## Problem
Output exactly, in the material below, the lines from the one with "Would you be willing to mark the building" through the one with "Would you be willing to mark the glass". Omit all pictures.

## Data excerpts
↓↓↓

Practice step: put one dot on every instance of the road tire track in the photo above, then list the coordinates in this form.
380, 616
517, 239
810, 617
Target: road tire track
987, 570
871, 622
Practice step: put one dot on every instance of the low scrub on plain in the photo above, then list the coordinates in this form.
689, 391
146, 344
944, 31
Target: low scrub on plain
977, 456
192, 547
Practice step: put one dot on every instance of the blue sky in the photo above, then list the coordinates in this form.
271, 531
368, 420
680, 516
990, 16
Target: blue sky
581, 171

↑↑↑
↓↓↓

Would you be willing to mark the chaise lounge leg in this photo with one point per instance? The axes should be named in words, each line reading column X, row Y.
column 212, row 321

↑↑↑
↓↓↓

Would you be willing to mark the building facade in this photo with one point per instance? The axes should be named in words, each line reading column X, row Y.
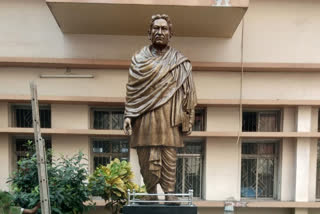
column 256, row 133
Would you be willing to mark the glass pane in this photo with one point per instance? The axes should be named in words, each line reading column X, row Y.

↑↑↑

## Output
Would you be willing to mark the building facade in this photo with one point per instance? The axes should be named in words, each line reading column X, row Y.
column 256, row 133
Would you be willing to mark the glass pane in this photo with one point per instance? The axes should be named in words, each line reading column X, row Y.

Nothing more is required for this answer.